» **Assignment**: Please restate the following records word for word.

» **Data to use**:
================
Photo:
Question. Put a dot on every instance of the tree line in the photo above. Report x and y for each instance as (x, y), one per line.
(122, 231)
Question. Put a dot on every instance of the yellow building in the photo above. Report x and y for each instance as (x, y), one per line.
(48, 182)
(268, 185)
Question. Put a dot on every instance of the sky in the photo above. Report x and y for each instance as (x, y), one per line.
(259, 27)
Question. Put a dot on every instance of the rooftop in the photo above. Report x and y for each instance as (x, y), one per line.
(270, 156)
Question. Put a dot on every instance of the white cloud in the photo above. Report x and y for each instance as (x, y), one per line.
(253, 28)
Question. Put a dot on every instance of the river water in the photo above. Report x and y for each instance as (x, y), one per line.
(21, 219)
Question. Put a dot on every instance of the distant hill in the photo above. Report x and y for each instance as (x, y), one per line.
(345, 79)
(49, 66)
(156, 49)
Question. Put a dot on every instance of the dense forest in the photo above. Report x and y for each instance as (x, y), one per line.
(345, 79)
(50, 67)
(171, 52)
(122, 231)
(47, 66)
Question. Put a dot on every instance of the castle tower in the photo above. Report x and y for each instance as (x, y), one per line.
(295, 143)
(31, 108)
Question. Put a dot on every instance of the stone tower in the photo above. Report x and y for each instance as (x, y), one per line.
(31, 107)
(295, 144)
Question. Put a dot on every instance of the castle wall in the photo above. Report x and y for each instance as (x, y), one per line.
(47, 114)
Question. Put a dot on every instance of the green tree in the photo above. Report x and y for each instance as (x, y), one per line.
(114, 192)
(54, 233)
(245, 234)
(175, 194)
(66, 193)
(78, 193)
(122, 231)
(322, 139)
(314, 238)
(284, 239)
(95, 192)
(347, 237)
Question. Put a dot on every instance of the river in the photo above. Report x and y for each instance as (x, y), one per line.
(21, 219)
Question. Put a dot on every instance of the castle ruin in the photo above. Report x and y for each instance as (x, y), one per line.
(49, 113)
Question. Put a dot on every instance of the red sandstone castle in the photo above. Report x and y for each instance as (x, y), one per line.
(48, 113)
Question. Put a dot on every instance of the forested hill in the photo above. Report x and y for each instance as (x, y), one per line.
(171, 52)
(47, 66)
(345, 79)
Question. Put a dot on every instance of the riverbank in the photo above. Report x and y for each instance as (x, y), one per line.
================
» **Answer to this problem**:
Photo:
Question. Put a dot on every instance of the tree line in the photo above. Report x and y for each instance as (x, y), one per line.
(122, 231)
Question. Put a dot on every instance of the yellow building in the photo above. Report x and y for each instance as (x, y), one per line.
(48, 182)
(268, 185)
Question. Put a dot on every instance of the sky in the photo above. Report x and y for each instance as (x, y), one per line.
(259, 27)
Question. Put a dot on every instance of the rooftop in the photo above. Report x and y for each instance as (x, y), one per line.
(270, 156)
Question. Put a dot on every instance of the white cloud in the photo above. Report x and y for each instance as (x, y), one per line.
(253, 28)
Question. Put a dot on every instance of the river water in the photo above. Report x and y for each instance as (x, y), one per line.
(21, 219)
Question. Put a dot on every instance of the distant hill in the photo above. Report x and y for each instance as (x, y), one per line.
(345, 79)
(49, 66)
(156, 49)
Question. Put a dot on every instance of the dense forest in the photo above. Report x and y for each instance as (x, y), one per line.
(345, 79)
(50, 67)
(171, 52)
(122, 231)
(47, 66)
Question. Put a dot on every instance of the castle tower in the photo above. Report x and y for each instance as (x, y), one per line.
(295, 143)
(31, 108)
Question. Put a dot on every instance of the stone tower in the photo above. Report x and y for each instance as (x, y), one per line.
(31, 107)
(295, 144)
Question. Put a dot on every instance of the castle wall in the photo above. Report x and y for each instance as (x, y), one per line.
(47, 114)
Question. Put a dot on every instance of the green tree in the photo above. Report x and y for each instance as (x, y), one per line.
(114, 192)
(54, 233)
(245, 234)
(175, 194)
(66, 193)
(78, 193)
(122, 231)
(322, 139)
(314, 238)
(284, 239)
(95, 192)
(347, 237)
Question. Put a dot on every instance of the river in the photo above. Report x and y for each instance as (x, y), one per line.
(21, 219)
Question. Put a dot on every instance of the castle ruin in the photo above. Report x and y for each instance as (x, y), one per line.
(49, 113)
Question. Put a dot on every instance of the red sandstone castle in the photo above. Report x and y for each instance as (x, y), one per line.
(48, 113)
Question. Put a dot on every instance of the forested hill in the photo above. Report x and y for each instance as (x, y), one per line.
(171, 52)
(47, 66)
(345, 79)
Question. Put a dot on every instance of the riverbank in the photo above. Report x and y for each instance as (x, y), one per line.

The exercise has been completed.